Lystrosaurus murrayi & Lystrosaurus declivis: One species or two?

Dicynodonts of the genus Lystrosaurus are one of the few large terrestrial animals to have made it through the End Permian Extinction. The genus was quite diverse in the Late Permian of Southern Africa, and is also known from the Late Permian of Russia. In the Triassic two species are known from South Africa, with other specimens recorded from China, India and Antarctica. The first of the Triassic South African species, Lystrosaurus murrayi, was first described by Thomas Henry Huxley in 1859, the second Lystrosaurus declivis, was described by Richard Owen in 1860. It was later suggested by the prominent South African palaeontologist Robert Broom that these were likely to be the same species, though most recent studies of the group have still regarded them as separate species.

A specimen of Lystrosaurus murrayi in the Musee d'Histoire Naturelle in Paris. Wikimedia Commons.

^^^^^^^^^^^^^^^^

- Short exercise 1: Pull out each line of the records below that contains the string "region".

- Rows:
^^^^^^^^^^^^^^^^

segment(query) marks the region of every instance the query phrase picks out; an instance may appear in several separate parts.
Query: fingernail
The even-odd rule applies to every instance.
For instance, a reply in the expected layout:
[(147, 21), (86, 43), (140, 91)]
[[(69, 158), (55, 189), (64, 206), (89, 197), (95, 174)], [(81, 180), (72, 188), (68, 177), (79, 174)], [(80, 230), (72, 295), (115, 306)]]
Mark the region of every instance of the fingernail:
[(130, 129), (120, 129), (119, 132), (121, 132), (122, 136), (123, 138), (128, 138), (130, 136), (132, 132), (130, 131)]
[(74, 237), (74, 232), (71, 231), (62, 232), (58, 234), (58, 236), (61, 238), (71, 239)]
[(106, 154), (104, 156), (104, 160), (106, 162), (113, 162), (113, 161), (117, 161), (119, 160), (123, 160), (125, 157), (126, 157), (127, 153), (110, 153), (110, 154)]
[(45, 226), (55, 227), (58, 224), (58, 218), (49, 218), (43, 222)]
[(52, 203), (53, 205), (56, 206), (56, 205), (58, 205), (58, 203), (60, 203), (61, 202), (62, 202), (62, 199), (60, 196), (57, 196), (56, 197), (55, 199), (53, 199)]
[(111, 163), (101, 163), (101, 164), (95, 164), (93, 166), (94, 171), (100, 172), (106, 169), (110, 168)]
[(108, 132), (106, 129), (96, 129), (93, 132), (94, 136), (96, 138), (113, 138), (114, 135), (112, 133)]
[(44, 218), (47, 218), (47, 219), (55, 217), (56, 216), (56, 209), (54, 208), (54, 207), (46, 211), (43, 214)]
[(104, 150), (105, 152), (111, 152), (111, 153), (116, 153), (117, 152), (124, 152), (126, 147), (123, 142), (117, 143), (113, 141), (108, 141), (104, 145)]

^^^^^^^^^^^^^^^^

- Short exercise 2: In the text on Lystrosaurus, who described Lystrosaurus declivis, and in what year?

- Solution 1:
segment(query) marks the region of every instance the query phrase picks out; an instance may appear in several separate parts.
Mark the region of every instance of the fingernail:

- Solution 2: Richard Owen described it in 1860.